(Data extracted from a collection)
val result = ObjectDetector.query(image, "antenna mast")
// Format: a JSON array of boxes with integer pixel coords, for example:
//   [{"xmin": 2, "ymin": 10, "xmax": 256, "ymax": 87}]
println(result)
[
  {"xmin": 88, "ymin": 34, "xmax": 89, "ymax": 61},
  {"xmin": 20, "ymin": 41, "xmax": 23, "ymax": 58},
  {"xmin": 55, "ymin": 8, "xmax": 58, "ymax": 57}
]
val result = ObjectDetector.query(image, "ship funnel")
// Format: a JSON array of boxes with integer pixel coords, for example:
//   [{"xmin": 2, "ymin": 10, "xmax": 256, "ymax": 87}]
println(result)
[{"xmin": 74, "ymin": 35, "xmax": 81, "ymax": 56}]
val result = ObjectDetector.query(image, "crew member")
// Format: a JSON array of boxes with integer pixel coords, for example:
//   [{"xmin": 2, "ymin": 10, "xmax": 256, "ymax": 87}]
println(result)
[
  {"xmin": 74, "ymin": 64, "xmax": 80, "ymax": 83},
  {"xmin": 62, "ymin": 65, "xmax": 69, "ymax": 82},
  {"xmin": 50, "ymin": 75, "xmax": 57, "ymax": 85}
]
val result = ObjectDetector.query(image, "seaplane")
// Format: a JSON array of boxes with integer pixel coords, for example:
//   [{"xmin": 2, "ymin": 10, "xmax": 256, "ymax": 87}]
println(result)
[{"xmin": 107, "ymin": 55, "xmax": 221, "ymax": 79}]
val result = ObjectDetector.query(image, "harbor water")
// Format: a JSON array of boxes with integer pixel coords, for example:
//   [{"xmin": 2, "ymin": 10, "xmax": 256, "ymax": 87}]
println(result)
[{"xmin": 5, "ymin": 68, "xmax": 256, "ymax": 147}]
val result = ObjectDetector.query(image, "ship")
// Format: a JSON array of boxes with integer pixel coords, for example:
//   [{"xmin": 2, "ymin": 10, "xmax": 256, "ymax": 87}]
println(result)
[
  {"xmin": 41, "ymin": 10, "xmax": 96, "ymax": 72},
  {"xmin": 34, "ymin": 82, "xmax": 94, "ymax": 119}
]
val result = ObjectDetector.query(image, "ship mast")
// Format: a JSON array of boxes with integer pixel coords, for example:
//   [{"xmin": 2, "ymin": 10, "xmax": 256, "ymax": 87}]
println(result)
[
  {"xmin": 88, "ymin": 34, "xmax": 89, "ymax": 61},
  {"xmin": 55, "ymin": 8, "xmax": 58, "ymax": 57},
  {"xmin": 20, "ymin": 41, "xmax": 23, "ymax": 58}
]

*Exercise description*. Count the lines in the listing above that contain the string "ObjectDetector", matching case exactly, and give only the number.

*Answer to this exercise*. 7